Data shown:
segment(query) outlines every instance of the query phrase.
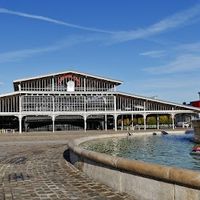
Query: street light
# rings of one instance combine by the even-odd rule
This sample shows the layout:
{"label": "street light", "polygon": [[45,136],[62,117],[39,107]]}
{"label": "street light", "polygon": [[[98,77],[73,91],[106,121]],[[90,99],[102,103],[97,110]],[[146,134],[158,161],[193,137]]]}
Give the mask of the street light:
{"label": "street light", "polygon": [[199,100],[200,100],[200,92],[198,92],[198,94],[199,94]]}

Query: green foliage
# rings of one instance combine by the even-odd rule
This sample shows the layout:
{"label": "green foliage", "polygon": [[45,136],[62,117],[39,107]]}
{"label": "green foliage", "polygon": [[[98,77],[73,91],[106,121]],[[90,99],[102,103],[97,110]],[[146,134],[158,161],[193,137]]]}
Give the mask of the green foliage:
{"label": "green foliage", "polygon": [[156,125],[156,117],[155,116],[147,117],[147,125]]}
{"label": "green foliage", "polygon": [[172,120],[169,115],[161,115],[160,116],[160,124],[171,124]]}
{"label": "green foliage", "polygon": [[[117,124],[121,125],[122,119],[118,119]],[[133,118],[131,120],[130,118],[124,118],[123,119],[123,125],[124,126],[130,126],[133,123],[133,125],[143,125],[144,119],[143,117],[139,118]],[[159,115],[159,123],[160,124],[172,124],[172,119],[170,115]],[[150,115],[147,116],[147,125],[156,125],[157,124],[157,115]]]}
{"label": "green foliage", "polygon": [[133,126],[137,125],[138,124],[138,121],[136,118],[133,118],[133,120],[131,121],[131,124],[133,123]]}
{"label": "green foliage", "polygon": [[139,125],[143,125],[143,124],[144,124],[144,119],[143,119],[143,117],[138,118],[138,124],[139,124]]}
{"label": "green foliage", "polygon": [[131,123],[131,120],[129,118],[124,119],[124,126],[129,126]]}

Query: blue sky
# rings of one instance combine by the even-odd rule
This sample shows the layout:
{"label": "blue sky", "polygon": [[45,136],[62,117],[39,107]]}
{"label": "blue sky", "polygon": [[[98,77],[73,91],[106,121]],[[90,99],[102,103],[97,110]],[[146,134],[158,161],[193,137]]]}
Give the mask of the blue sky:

Exercise aim: Omit every picture while transcribing the records above exactly.

Output below:
segment(query) outlines every instance of the query phrase.
Query: street light
# rings of one instance combine by the even-odd rule
This sample shows the layout:
{"label": "street light", "polygon": [[45,136],[62,117],[39,107]]}
{"label": "street light", "polygon": [[[98,77],[73,91],[106,121]],[[90,99],[102,103],[97,110]],[[146,134],[158,161],[193,137]]]}
Give the mask of the street light:
{"label": "street light", "polygon": [[199,100],[200,100],[200,92],[198,92],[198,94],[199,94]]}

Query: green foliage
# rings of one instance combine by the even-odd rule
This sample shows the layout:
{"label": "green foliage", "polygon": [[45,136],[62,117],[39,107]]}
{"label": "green foliage", "polygon": [[[98,77],[73,91],[106,121]],[[90,99],[102,103],[97,110]],[[146,134],[158,161],[193,137]]]}
Give the mask of the green foliage:
{"label": "green foliage", "polygon": [[156,125],[156,117],[155,116],[147,117],[147,125]]}
{"label": "green foliage", "polygon": [[172,120],[169,115],[161,115],[160,116],[160,124],[171,124]]}
{"label": "green foliage", "polygon": [[[117,124],[121,125],[122,119],[118,119]],[[133,118],[131,120],[130,118],[124,118],[123,119],[123,125],[124,126],[130,126],[133,123],[133,125],[143,125],[144,119],[143,117],[139,118]],[[159,115],[159,123],[160,124],[172,124],[172,119],[170,115]],[[150,115],[147,116],[147,125],[156,125],[157,124],[157,115]]]}
{"label": "green foliage", "polygon": [[133,126],[137,125],[138,124],[138,121],[136,118],[133,118],[133,120],[131,121],[131,124],[133,123]]}
{"label": "green foliage", "polygon": [[139,125],[143,125],[143,124],[144,124],[144,119],[143,119],[143,117],[138,118],[138,124],[139,124]]}
{"label": "green foliage", "polygon": [[131,123],[131,120],[129,118],[124,119],[124,126],[129,126]]}

Query: blue sky
# rings of one instance combine by the even-odd rule
This sample shows the layout:
{"label": "blue sky", "polygon": [[45,136],[62,117],[39,107]]}
{"label": "blue sky", "polygon": [[[98,77],[73,91],[106,121]],[[90,99],[102,103],[97,110]],[[146,134],[158,161],[193,137]]]}
Give the mask of the blue sky:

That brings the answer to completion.